Given problem: Reproduce each of these lines word for word, omitting the pictures from your answer.

Data entries

---

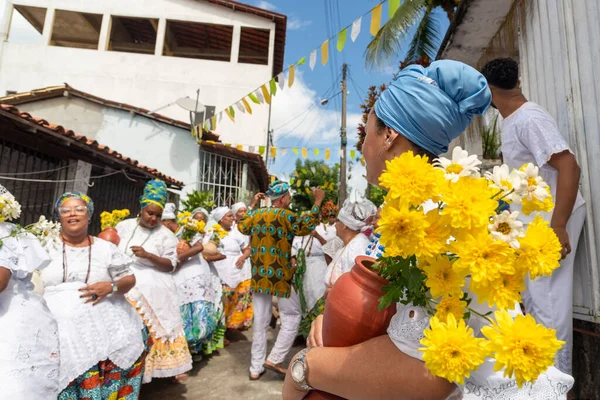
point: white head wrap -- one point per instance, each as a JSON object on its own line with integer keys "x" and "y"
{"x": 218, "y": 213}
{"x": 355, "y": 214}
{"x": 236, "y": 207}
{"x": 169, "y": 211}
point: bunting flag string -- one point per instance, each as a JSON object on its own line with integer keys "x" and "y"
{"x": 265, "y": 92}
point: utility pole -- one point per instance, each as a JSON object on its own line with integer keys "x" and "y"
{"x": 343, "y": 161}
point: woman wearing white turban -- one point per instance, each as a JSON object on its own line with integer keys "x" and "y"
{"x": 234, "y": 271}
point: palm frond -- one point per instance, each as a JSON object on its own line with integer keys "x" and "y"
{"x": 386, "y": 43}
{"x": 423, "y": 44}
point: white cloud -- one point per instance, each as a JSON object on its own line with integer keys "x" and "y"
{"x": 266, "y": 5}
{"x": 296, "y": 24}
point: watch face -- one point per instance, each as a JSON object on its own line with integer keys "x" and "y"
{"x": 298, "y": 371}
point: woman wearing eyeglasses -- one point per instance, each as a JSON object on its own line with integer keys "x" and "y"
{"x": 102, "y": 338}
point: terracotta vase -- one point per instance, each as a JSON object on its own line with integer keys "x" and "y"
{"x": 110, "y": 235}
{"x": 351, "y": 315}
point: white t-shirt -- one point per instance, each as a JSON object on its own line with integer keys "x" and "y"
{"x": 530, "y": 135}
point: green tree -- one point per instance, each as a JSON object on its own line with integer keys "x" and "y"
{"x": 412, "y": 16}
{"x": 311, "y": 173}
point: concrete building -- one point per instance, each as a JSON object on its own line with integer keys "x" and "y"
{"x": 556, "y": 44}
{"x": 149, "y": 53}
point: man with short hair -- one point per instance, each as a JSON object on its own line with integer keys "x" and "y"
{"x": 272, "y": 230}
{"x": 530, "y": 135}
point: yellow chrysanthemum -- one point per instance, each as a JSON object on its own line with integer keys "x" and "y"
{"x": 451, "y": 351}
{"x": 469, "y": 204}
{"x": 442, "y": 279}
{"x": 451, "y": 305}
{"x": 502, "y": 292}
{"x": 523, "y": 347}
{"x": 402, "y": 229}
{"x": 410, "y": 178}
{"x": 539, "y": 251}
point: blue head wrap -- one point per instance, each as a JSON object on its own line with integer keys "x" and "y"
{"x": 434, "y": 105}
{"x": 278, "y": 189}
{"x": 155, "y": 192}
{"x": 74, "y": 195}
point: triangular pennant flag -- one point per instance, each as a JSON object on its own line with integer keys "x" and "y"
{"x": 375, "y": 19}
{"x": 265, "y": 93}
{"x": 254, "y": 99}
{"x": 247, "y": 106}
{"x": 342, "y": 39}
{"x": 355, "y": 29}
{"x": 325, "y": 52}
{"x": 313, "y": 59}
{"x": 392, "y": 7}
{"x": 291, "y": 75}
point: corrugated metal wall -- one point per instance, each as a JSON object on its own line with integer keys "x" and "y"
{"x": 559, "y": 48}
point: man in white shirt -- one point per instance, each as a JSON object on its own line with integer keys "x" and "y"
{"x": 530, "y": 135}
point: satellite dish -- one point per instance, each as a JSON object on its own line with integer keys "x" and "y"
{"x": 190, "y": 104}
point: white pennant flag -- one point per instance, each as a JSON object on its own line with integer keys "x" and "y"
{"x": 355, "y": 29}
{"x": 313, "y": 59}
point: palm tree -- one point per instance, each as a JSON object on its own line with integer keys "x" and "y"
{"x": 423, "y": 45}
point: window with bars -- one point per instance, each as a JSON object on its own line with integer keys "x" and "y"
{"x": 222, "y": 176}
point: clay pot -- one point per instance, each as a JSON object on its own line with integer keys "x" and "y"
{"x": 351, "y": 315}
{"x": 110, "y": 235}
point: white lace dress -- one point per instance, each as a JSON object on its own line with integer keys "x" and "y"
{"x": 29, "y": 349}
{"x": 89, "y": 334}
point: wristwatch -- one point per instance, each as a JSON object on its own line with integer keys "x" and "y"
{"x": 300, "y": 370}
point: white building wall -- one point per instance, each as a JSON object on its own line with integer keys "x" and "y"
{"x": 560, "y": 65}
{"x": 149, "y": 81}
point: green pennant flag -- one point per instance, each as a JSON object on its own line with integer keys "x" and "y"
{"x": 254, "y": 98}
{"x": 392, "y": 7}
{"x": 342, "y": 39}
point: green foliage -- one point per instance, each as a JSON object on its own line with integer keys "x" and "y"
{"x": 197, "y": 199}
{"x": 317, "y": 174}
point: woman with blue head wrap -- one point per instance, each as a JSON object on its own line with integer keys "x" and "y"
{"x": 153, "y": 248}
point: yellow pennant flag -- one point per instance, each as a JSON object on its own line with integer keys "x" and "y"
{"x": 325, "y": 52}
{"x": 291, "y": 75}
{"x": 266, "y": 94}
{"x": 246, "y": 106}
{"x": 376, "y": 19}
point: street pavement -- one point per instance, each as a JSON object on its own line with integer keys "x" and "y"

---

Written response:
point: white head wrap -- one point per instance, each as a JSON object on its own line with integer keys "x" and "y"
{"x": 218, "y": 213}
{"x": 355, "y": 214}
{"x": 236, "y": 207}
{"x": 169, "y": 211}
point: bunting flag string -- one point per instance, each as a JSON object on its own line with integer keys "x" and "y"
{"x": 265, "y": 92}
point: utility pole -- one point per instance, each as a JSON object on its own line with integer keys "x" and "y"
{"x": 343, "y": 161}
point: woman wearing white turban -- one point per instance, each as a JSON object on its own line with integer keys "x" and "y"
{"x": 234, "y": 271}
point: palm frond -- one point per instance, each as a JSON object on its own line with integer keys "x" and "y"
{"x": 386, "y": 43}
{"x": 423, "y": 44}
point: white cloud -- one point per instance, each as a JSON object on its own line with integer keys "x" and "y"
{"x": 266, "y": 5}
{"x": 296, "y": 24}
point: watch face -- one point per instance, each as a JSON object on its own line with integer keys "x" and "y"
{"x": 298, "y": 371}
point: woman wearing eyeglasses -- one point per instance, each as a JSON object on its own line with integer keys "x" and "y"
{"x": 102, "y": 338}
point: terracotta vase -- one point per instance, each as a JSON object on its own line with integer keys "x" and "y"
{"x": 110, "y": 235}
{"x": 351, "y": 315}
point: white t-shirt -- one point per instance, each as a JSON object on its own line with integer keys "x" and "y"
{"x": 530, "y": 135}
point: green tree -- one point per instance, each as a JSON object on its own line with integer keys "x" and "y"
{"x": 412, "y": 16}
{"x": 311, "y": 173}
point: concrete building -- one point per instance, each as a JSON object on its own line with integer keys "x" and "y"
{"x": 556, "y": 44}
{"x": 149, "y": 53}
point: man with short hair -- one point per instance, each as a JSON object on its own line with integer keys "x" and "y"
{"x": 272, "y": 230}
{"x": 530, "y": 135}
point: yellow chrysanthemum -- one point per instance, each as a JSON object on its own line with integer keys "x" and "y"
{"x": 451, "y": 351}
{"x": 469, "y": 204}
{"x": 442, "y": 279}
{"x": 451, "y": 305}
{"x": 502, "y": 292}
{"x": 523, "y": 347}
{"x": 402, "y": 229}
{"x": 410, "y": 178}
{"x": 539, "y": 251}
point: blue head wrap -- one point per instance, each as a JSON object on its own line with integer keys "x" and "y"
{"x": 434, "y": 105}
{"x": 278, "y": 189}
{"x": 155, "y": 192}
{"x": 74, "y": 195}
point: triangular pennant flag -- one point per instance, each as a JSON object on its own line with integer keys "x" and "y"
{"x": 375, "y": 19}
{"x": 265, "y": 93}
{"x": 254, "y": 99}
{"x": 247, "y": 106}
{"x": 342, "y": 39}
{"x": 355, "y": 29}
{"x": 325, "y": 52}
{"x": 313, "y": 59}
{"x": 392, "y": 7}
{"x": 291, "y": 75}
point: corrugated metal wall -- one point per instance, each as a JSON object on its own line with integer keys "x" and "y"
{"x": 559, "y": 48}
point: man in white shirt -- one point per instance, each as a JSON object on its own line with integer keys "x" and "y"
{"x": 530, "y": 135}
point: satellite dish -- one point per instance, each as a JSON object on its own line with integer keys "x" and "y"
{"x": 190, "y": 104}
point: white pennant flag -- one point per instance, each as a JSON object on its own line with integer keys "x" and "y"
{"x": 355, "y": 29}
{"x": 313, "y": 59}
point: palm tree -- one point per instance, each as a JSON object on its own line with integer keys "x" and "y"
{"x": 423, "y": 45}
point: window with bars -- one point per instance, each as a JSON object on its own line with integer keys "x" and "y"
{"x": 222, "y": 176}
point: clay pot -- one point per instance, each as a JSON object on its own line with integer keys "x" and "y"
{"x": 351, "y": 315}
{"x": 110, "y": 235}
point: white lace dress -- one point per instance, each as a JSON object on its own line with integer keys "x" and "y"
{"x": 29, "y": 349}
{"x": 89, "y": 334}
point: wristwatch -- one point per instance, each as a JSON object on its own line with integer keys "x" and "y"
{"x": 300, "y": 370}
point: white building wall -- one point per instance, each as a JSON object on its own line with integer keys "x" and "y"
{"x": 560, "y": 65}
{"x": 149, "y": 81}
point: green pennant flag -- one point per instance, each as a JSON object on its own line with integer keys "x" and "y"
{"x": 254, "y": 98}
{"x": 392, "y": 7}
{"x": 342, "y": 39}
point: green foliage -- one point per instance, each as a JSON object on its own line with integer keys "x" and "y"
{"x": 197, "y": 199}
{"x": 317, "y": 174}
point: woman with blue head wrap -- one point per instance, each as a JSON object on its own line with integer keys "x" and "y"
{"x": 153, "y": 248}
point: yellow pennant flag -- one point per instance, each as a JSON object on its own line with integer keys "x" and "y"
{"x": 325, "y": 52}
{"x": 291, "y": 75}
{"x": 266, "y": 94}
{"x": 246, "y": 106}
{"x": 376, "y": 19}
point: street pavement -- one point per instance, each as a JSON object on its own line with integer keys "x" and "y"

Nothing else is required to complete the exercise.